## Document extract
----
With this being a Move compatible piece of software, and released at an opportune moment to take advantage of those eager to get the maximum value from their shiny new peripherals, you’d be forgiven for thinking that this may have been built from the ground up with Sony’s magic wand in mind. Unfortunately you’d be very much mistaken. If you’ve bought a couple of the controllers hoping that in some way they were to be integrated into the central game then you’re in for a disappointment as there are merely four mini-games added to the already existing Buzz controller reliant formula. These range from grabbing the correct answer with a magnet (and then placing it into a crusher), shooting it, hitting it with a hammer or bursting balloons emblazoned with the wrong answers.
----
## Supplied records
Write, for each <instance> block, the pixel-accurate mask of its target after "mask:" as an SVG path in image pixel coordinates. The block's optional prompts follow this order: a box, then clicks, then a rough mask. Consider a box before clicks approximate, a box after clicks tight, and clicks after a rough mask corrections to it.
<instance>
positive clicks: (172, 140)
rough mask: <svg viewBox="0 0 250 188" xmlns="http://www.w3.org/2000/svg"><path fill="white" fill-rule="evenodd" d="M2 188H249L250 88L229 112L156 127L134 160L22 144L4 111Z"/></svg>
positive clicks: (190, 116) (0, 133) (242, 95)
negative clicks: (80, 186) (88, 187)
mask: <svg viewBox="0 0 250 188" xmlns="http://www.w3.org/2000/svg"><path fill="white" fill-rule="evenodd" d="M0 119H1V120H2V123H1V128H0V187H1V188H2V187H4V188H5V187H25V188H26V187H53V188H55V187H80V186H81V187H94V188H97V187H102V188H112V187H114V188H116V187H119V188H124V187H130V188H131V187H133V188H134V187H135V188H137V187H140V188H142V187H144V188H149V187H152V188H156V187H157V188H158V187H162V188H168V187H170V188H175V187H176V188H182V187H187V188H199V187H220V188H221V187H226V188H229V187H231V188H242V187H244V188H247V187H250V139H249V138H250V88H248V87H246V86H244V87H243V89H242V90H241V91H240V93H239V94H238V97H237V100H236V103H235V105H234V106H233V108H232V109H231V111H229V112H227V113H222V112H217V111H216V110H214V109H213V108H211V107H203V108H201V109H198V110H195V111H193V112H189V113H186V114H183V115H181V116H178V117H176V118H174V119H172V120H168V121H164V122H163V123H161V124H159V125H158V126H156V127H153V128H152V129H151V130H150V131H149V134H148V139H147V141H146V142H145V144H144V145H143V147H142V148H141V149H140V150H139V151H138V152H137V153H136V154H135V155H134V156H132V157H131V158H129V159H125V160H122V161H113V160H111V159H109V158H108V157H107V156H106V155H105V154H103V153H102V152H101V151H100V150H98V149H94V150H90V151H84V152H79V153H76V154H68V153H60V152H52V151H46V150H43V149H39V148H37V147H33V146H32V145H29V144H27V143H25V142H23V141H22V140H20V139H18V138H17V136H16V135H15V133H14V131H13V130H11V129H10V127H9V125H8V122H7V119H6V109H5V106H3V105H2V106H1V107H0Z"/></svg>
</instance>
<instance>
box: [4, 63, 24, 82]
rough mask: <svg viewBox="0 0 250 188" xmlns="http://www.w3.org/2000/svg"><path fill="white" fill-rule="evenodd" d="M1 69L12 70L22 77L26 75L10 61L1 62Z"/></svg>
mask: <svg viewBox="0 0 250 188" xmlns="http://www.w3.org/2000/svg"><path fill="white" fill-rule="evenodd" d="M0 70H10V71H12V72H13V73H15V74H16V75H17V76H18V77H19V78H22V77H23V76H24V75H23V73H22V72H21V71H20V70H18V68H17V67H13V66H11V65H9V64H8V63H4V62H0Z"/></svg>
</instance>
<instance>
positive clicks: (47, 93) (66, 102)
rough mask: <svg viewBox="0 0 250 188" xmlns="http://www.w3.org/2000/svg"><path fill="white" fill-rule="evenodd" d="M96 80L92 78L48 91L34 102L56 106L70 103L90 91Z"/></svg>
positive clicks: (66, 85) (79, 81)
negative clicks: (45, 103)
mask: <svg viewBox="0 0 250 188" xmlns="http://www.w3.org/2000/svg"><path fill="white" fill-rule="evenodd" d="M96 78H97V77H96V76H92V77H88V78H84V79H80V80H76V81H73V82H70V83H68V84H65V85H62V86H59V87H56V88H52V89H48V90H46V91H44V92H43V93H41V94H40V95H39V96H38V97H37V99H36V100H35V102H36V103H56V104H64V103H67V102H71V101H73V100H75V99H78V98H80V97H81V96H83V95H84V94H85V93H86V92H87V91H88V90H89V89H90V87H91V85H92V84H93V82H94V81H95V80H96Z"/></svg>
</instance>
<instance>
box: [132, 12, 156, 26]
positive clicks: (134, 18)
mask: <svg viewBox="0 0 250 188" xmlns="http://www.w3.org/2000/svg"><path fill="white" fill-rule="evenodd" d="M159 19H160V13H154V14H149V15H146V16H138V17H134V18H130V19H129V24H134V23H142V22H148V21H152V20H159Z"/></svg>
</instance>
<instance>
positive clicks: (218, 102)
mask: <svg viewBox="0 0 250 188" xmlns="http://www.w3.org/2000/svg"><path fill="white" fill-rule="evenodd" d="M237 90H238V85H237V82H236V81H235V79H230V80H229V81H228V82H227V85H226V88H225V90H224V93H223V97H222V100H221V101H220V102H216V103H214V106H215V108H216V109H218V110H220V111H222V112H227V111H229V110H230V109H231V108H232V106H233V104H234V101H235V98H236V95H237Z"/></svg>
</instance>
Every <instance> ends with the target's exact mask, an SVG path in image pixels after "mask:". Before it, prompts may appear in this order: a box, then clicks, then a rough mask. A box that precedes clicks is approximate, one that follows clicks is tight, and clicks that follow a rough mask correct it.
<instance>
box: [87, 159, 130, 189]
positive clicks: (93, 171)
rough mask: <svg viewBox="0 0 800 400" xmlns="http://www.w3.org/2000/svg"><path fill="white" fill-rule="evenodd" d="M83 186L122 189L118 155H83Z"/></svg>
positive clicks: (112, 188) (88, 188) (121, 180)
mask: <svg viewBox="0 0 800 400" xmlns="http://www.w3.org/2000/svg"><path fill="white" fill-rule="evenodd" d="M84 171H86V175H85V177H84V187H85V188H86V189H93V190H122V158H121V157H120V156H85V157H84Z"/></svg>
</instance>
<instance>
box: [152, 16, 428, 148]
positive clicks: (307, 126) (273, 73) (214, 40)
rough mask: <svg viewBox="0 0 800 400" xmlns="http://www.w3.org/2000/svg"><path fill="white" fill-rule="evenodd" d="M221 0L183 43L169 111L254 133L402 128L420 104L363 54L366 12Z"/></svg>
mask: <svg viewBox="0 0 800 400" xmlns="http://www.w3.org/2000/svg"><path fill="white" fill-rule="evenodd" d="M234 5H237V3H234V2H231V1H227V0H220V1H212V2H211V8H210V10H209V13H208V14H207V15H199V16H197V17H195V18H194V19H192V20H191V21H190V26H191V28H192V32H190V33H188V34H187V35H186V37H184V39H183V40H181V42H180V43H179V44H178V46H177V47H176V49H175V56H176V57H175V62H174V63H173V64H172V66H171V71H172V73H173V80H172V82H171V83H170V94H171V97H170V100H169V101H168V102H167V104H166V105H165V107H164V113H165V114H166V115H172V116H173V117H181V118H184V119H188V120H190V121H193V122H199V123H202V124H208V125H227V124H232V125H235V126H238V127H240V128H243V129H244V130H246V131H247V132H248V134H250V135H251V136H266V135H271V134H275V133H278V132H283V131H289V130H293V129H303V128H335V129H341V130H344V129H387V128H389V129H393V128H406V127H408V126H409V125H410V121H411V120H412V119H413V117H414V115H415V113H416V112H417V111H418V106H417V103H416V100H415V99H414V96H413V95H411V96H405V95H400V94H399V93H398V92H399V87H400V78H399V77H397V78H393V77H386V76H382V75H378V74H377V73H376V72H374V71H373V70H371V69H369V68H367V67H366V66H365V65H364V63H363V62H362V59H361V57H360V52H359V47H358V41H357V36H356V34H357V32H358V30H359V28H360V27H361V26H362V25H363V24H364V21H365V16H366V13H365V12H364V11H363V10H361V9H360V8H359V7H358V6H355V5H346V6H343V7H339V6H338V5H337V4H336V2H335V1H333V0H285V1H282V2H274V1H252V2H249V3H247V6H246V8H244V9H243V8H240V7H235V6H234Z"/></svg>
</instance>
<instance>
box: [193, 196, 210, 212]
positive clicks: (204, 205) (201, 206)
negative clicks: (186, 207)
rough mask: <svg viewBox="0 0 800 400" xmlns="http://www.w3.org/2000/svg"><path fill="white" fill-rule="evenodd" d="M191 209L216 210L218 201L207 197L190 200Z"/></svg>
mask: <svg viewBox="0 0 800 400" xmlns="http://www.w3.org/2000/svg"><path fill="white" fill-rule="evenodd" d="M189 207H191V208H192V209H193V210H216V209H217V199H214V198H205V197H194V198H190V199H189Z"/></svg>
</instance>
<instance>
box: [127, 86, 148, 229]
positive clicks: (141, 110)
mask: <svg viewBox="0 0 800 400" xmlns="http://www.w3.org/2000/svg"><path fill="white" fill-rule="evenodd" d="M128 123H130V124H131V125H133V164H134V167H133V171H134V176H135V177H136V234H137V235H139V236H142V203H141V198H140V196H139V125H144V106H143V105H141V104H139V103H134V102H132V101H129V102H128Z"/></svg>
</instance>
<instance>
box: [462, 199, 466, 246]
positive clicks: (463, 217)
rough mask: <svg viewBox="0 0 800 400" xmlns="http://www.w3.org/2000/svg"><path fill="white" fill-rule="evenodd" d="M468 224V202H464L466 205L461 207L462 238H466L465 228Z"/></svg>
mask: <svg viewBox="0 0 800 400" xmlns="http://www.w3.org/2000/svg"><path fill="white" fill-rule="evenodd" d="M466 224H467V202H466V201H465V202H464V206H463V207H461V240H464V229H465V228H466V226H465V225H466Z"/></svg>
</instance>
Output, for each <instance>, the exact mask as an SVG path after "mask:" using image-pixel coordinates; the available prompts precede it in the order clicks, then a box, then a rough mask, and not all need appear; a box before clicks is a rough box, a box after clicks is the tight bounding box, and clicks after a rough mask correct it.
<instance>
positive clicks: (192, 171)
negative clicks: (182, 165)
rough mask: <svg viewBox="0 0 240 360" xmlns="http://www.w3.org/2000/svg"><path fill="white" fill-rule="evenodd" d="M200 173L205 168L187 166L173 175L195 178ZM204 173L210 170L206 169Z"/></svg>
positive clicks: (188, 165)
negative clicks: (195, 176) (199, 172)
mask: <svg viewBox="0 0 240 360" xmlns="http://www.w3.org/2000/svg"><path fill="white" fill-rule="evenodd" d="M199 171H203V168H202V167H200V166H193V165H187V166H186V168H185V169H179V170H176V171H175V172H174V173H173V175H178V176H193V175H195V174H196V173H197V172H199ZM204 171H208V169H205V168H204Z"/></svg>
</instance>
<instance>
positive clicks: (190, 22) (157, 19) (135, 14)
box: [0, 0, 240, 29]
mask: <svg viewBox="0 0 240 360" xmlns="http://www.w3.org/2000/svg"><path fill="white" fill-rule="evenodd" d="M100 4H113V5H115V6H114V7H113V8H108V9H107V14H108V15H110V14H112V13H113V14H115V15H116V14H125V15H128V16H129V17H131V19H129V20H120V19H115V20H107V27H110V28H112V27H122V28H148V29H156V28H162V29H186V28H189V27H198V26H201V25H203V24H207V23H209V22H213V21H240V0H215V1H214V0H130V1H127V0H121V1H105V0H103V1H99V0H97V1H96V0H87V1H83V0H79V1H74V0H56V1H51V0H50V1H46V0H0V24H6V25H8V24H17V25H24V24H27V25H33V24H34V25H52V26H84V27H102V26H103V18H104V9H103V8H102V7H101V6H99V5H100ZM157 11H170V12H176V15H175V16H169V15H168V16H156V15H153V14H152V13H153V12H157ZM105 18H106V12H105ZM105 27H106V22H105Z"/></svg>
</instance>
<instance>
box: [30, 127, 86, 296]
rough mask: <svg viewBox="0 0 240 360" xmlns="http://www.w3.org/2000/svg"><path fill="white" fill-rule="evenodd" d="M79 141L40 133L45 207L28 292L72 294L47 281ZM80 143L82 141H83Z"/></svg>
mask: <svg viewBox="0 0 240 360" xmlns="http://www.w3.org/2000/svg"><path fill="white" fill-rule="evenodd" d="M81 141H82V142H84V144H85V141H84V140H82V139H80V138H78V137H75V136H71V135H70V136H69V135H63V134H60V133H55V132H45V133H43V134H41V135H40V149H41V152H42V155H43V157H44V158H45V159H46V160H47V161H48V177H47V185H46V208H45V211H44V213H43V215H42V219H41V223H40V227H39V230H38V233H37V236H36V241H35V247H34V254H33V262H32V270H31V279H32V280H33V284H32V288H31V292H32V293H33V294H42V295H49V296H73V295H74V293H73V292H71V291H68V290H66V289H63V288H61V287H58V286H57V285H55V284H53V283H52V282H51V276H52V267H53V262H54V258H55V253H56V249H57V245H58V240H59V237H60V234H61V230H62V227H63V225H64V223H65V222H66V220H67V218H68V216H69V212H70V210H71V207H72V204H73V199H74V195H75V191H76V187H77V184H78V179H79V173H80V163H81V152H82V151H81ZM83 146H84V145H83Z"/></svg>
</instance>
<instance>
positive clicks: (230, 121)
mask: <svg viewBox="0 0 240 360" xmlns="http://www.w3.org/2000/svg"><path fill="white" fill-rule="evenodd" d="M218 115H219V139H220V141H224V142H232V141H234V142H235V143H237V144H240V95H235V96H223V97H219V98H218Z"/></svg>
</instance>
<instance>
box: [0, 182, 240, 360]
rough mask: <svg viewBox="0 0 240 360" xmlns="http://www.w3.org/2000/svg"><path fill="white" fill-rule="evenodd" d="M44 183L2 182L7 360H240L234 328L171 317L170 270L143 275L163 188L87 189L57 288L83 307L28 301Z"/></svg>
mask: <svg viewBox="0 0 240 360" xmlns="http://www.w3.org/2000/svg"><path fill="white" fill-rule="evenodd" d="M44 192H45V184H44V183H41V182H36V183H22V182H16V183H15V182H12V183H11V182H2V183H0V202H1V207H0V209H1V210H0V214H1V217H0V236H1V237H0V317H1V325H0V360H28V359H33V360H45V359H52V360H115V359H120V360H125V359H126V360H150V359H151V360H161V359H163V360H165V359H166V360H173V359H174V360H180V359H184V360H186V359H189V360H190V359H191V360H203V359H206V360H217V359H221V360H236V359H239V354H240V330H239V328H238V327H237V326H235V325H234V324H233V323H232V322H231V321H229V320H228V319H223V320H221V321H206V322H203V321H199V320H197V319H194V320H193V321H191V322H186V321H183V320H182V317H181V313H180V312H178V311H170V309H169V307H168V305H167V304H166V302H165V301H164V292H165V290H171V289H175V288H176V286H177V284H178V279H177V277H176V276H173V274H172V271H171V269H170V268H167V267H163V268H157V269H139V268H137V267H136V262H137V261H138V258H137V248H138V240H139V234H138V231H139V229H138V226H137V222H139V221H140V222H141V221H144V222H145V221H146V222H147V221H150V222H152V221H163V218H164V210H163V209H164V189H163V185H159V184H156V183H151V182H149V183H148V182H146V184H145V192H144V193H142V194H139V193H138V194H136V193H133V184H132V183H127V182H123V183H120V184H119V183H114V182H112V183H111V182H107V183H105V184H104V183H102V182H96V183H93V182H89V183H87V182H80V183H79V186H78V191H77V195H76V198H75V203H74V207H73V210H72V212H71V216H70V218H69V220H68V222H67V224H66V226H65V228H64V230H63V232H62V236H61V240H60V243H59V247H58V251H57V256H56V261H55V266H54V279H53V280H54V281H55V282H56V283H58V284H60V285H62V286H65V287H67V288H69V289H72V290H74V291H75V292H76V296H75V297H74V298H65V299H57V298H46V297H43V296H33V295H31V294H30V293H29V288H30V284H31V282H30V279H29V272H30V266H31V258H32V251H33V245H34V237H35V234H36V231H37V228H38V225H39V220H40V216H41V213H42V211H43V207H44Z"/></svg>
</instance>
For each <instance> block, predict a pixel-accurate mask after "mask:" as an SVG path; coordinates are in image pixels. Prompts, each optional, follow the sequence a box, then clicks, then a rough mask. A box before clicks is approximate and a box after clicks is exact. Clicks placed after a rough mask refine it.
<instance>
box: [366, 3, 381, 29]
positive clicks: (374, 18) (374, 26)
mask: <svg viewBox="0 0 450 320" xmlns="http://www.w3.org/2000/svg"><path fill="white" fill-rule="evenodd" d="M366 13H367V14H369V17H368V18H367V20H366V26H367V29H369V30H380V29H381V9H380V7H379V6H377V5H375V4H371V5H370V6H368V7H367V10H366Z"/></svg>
----
## What to produce
From the game review excerpt, output the passage from "With this being" up to and including "the wrong answers.", with no changes. The items are not needed for this exercise.

## Solution
With this being a Move compatible piece of software, and released at an opportune moment to take advantage of those eager to get the maximum value from their shiny new peripherals, you’d be forgiven for thinking that this may have been built from the ground up with Sony’s magic wand in mind. Unfortunately you’d be very much mistaken. If you’ve bought a couple of the controllers hoping that in some way they were to be integrated into the central game then you’re in for a disappointment as there are merely four mini-games added to the already existing Buzz controller reliant formula. These range from grabbing the correct answer with a magnet (and then placing it into a crusher), shooting it, hitting it with a hammer or bursting balloons emblazoned with the wrong answers.